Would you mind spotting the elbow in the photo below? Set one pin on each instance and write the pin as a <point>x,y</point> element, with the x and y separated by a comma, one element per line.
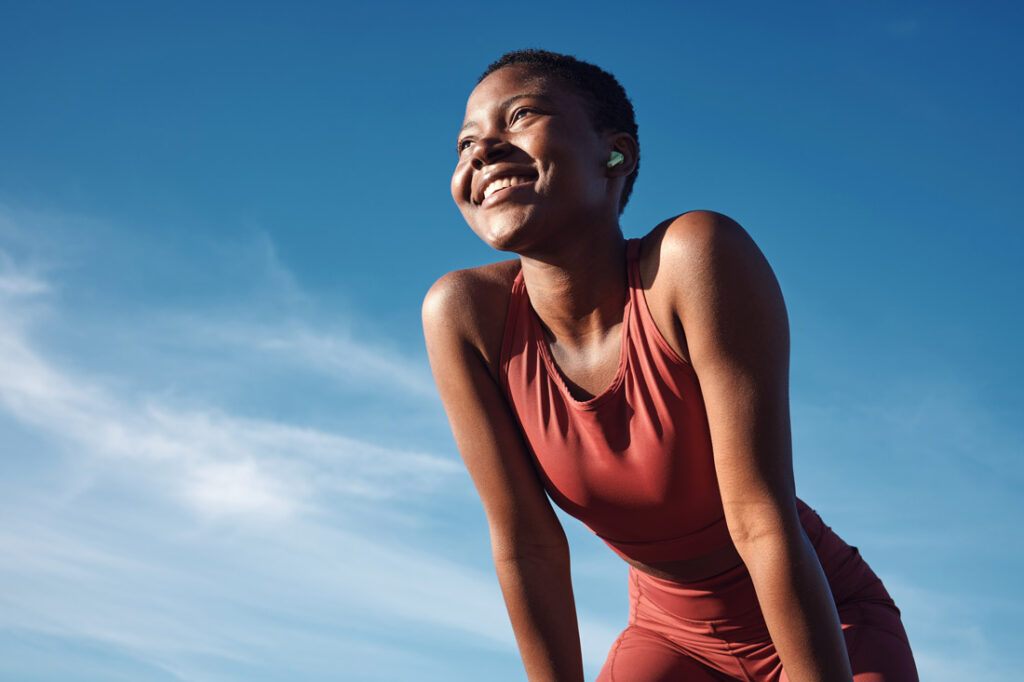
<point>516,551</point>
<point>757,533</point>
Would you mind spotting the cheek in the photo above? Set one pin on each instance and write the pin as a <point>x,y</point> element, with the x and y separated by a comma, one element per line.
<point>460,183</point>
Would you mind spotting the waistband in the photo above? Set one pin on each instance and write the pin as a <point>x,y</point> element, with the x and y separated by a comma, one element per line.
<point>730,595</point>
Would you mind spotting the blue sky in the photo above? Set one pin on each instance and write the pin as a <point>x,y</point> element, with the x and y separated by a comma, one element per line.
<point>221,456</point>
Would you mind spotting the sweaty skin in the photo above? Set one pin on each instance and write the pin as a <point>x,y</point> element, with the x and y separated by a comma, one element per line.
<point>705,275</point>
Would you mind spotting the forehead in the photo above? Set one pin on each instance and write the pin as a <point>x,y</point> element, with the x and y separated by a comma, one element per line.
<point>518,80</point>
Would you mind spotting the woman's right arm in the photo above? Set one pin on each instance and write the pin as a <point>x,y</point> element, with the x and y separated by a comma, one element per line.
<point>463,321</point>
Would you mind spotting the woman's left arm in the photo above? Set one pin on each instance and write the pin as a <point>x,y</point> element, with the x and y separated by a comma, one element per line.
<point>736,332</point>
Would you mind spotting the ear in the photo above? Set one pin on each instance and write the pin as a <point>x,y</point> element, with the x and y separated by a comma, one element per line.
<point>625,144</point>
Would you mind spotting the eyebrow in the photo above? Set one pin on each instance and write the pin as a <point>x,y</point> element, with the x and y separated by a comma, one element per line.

■ EXERCISE PROMPT: Copy every one of the records above word for word, keeping each line as it appears. Leave the picture out of your answer.

■ RESULT OF THIS TASK:
Would you mind spotting the elbow in the photo below? Set one pin on each instance and write the pin as a <point>x,y</point> element, with the x and y separated by a comma, one element per line.
<point>516,551</point>
<point>757,533</point>
Would you mind spotting the cheek in the photo above? Set one pin on each instance and write the pin as a <point>x,y</point> element, with the x and y separated by a comma, one element per line.
<point>460,183</point>
Would you mind spotting the waistband in the photo above? Set one pin on each instance and write the pin as a <point>x,y</point> element, with the x and y separated by a comma, one element per line.
<point>730,595</point>
Would you mind spotting the blue sky in the photo above? Set one pin on each instance and write the pin as a <point>x,y</point> element, with the x and y separated by a comma, one element per line.
<point>221,456</point>
Would you mind spotting the sweaty skin in the photo above? Set one pin on each instance and write the pin as a <point>x,y</point> element, with the x and y separated by a comma, one element per line.
<point>705,275</point>
Would you mind spotting the forehead in the photo above? Set one pin on each instance and write the pin as a <point>x,y</point> element, with the x and y separated by a comma, one element per line.
<point>518,80</point>
Would you mind spotting the woman's right arm in the photo above? Set one pin on each instance and write the pin as a <point>x,y</point> element, with the x and y separated by a comma, one element per line.
<point>463,321</point>
Would you mind spotting the woman's left arm in the photo above? Set one pin on each instance and write the pin as a <point>x,y</point> element, with the x and y separated by a comma, one element per line.
<point>736,332</point>
Would you mind spotting the ear in the photo above? Set one pin on each instance and write the pin as a <point>x,y</point> element, with the x and y separated by a comma, one element per line.
<point>625,144</point>
Would you mind spotting the eyebrow in the photo above? Set one pin on each instance and write the pin as a <point>x,y</point> element, with the x and y separated by a comma, one element per line.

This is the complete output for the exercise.